Task material:

——————————

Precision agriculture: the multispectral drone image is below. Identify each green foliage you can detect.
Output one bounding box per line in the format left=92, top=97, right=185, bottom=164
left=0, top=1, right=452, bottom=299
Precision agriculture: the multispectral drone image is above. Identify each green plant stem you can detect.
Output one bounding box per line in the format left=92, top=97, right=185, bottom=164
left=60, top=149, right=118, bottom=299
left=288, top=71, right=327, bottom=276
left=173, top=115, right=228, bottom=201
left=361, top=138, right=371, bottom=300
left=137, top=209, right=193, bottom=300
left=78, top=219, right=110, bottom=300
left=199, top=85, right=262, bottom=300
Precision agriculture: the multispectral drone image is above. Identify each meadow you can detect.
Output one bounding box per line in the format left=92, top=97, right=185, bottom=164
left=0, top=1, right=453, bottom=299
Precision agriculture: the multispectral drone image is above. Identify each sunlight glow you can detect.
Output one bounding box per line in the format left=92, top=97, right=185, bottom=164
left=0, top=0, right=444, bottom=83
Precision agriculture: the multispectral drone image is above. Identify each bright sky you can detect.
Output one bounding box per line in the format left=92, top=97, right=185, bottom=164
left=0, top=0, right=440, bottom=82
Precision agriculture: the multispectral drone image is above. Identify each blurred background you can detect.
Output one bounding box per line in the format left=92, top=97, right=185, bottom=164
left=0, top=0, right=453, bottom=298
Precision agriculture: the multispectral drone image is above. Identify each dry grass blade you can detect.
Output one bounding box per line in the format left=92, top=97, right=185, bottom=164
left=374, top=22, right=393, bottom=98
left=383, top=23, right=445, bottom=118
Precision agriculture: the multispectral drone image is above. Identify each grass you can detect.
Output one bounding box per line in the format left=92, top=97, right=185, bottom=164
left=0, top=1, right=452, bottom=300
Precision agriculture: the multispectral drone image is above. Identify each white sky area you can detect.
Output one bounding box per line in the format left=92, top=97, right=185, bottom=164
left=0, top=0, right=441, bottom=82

——————————

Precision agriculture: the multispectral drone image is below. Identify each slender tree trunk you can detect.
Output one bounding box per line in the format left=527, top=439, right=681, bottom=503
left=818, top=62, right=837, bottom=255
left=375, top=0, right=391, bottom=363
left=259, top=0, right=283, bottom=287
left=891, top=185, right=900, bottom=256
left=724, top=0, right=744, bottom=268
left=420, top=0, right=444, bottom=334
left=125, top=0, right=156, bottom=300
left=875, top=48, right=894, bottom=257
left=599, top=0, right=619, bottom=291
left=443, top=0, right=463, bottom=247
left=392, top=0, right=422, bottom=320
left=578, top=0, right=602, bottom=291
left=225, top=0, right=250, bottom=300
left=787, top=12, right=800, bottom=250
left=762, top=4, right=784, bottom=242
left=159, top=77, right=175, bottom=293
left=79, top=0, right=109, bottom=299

——————————

Pull out every line of the entries above that contains the string "Identify". Letter case must match.

Written answer:
Precision agriculture: the multispectral drone image is below. Identify each green foliage you can detect.
Precision agriculture: the multispectral drone image is above. Identify each green plant stem you can detect.
Precision agriculture: the multispectral drone image is above. Identify each meadow you can detect.
Precision agriculture: the multispectral drone image is above. Identify each sunlight glow you can detect.
Precision agriculture: the multispectral drone image is above. Identify each bright sky you can detect.
Precision agriculture: the multispectral drone image is above. Identify each blurred background you can detect.
Precision agriculture: the multispectral drone image is above. Identify each dry grass blade you can detect.
Precision agriculture: the multispectral drone image is above. Identify each grass you can detect.
Precision agriculture: the multispectral drone image is above. Identify each white sky area you can detect.
Precision agriculture: the multispectral drone image is below. Identify each slender tree trunk you can detect.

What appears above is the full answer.